Task statement
Please retype the data below line for line and leave out every picture.

*** Material supplied Section Begins ***

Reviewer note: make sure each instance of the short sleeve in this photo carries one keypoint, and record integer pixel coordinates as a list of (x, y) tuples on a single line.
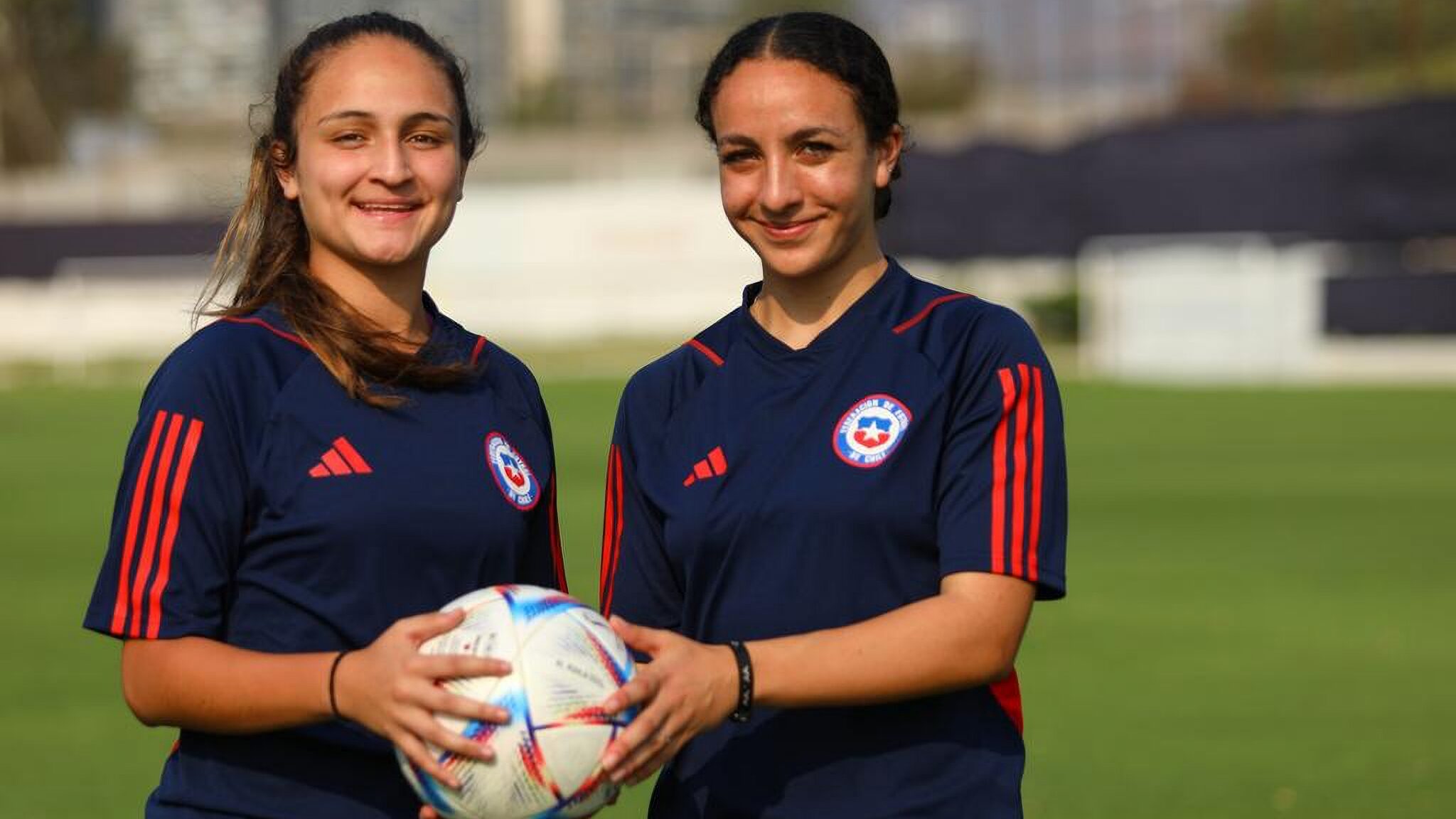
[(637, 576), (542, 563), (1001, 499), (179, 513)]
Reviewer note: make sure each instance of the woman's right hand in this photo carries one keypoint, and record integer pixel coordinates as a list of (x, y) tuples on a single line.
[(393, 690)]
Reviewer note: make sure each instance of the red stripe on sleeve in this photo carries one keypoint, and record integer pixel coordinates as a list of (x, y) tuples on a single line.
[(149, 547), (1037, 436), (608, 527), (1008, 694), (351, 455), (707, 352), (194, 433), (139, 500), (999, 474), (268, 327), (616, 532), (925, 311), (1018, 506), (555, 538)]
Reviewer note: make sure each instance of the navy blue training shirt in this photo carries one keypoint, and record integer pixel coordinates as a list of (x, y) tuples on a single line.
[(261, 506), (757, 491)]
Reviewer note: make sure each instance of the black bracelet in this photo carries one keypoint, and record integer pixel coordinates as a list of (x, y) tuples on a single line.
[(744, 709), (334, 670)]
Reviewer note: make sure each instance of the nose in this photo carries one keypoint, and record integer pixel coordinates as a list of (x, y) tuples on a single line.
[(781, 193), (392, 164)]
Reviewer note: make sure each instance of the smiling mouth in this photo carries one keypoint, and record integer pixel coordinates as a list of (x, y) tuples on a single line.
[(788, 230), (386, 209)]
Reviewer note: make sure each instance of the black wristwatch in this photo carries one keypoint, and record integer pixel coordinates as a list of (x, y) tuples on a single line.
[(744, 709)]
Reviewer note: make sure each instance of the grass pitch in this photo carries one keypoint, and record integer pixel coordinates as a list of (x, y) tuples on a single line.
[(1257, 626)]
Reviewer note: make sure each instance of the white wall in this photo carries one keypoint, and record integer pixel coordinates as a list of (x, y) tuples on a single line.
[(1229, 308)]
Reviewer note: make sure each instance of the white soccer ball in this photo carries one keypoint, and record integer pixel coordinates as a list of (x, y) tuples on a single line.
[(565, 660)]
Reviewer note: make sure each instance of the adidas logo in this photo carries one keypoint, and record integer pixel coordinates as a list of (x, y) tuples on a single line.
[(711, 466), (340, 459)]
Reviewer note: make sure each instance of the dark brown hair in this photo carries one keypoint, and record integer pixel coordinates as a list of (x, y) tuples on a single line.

*** Material supplied Section Ends ***

Finished task
Reviewer note: make sure each instance of the short sleeve in this photo carries one keypoint, and record integer pixel coordinates as a list of (x, y) tuples on a single line.
[(637, 576), (542, 563), (1001, 499), (179, 513)]
Reviewer note: make sure each instance of the woman's right hand in this photo carries one keypoint, and record integer pixel coordinates as a list of (x, y) tuples on a single line.
[(393, 690)]
Reviewer note: make sure each instance of the red stripe on sleeve in this photo carries one keypoint, and record integer pixel coordinates as a list of (x, y) tuples on a single line.
[(149, 547), (1037, 436), (608, 527), (1008, 694), (351, 455), (707, 352), (194, 433), (139, 500), (999, 474), (268, 327), (616, 532), (925, 311), (1018, 506), (555, 538)]
Reviewer note: make sure each instance of the navy blue training shirt in this photo carries one keypoint, and record integer pixel coordinates as a list of (x, y) tuples on a single line.
[(261, 506), (757, 491)]
Reviewer note: make sure each instance of the black bracelet in this photo carries one keypoint, and record integer pixel coordinates as a list of (x, y) tuples on a single line.
[(744, 709), (334, 670)]
Reviewer note: make sure each instance of the nose in this photo carries one keypoint, and record integer pixel coordinates as a list of (x, y) tuples on a single line.
[(781, 193), (392, 164)]
Reviewer note: make sure each instance of the smiling mouth in this photo carries one keypoint, and record integer pixel coordinates as a list of (x, y) tuples on a single line.
[(788, 230), (386, 209)]
Reviewer note: make sure each instance of the black wristwatch in this photo carries one keypoint, and record integer pixel coordinates as a list of (x, y) tuples on a single line.
[(744, 709)]
Reviewer note: make sure each instance of the grass pitch in this photo carries one keypoint, and record integer pixel coordinates as a list of (x, y) tuples on a single line.
[(1257, 626)]
Reviewer note: make sure each instance of the white wall in this photo carries one keypoint, and record integer pixel coordinates as a list of (x, y) tuples on a single line.
[(1229, 308)]
Reviewer note: make sure each instance of the white soccer ball in this photo carries one keypoint, and record integer pixel coordinates as a list of (x, y) tuples on a single line.
[(565, 660)]
Reviewer note: make sure each instance of the adidas logo in this photo carries one keypoint, and record integer pixel coordinates as a list of (x, y) tuples on a single line.
[(711, 466), (340, 459)]
Reviewer note: make sure each instance of the dark brown hair in this photo carries one keypoint, and record integer pixel coordinates as a list of (x, y) tuples on a single line.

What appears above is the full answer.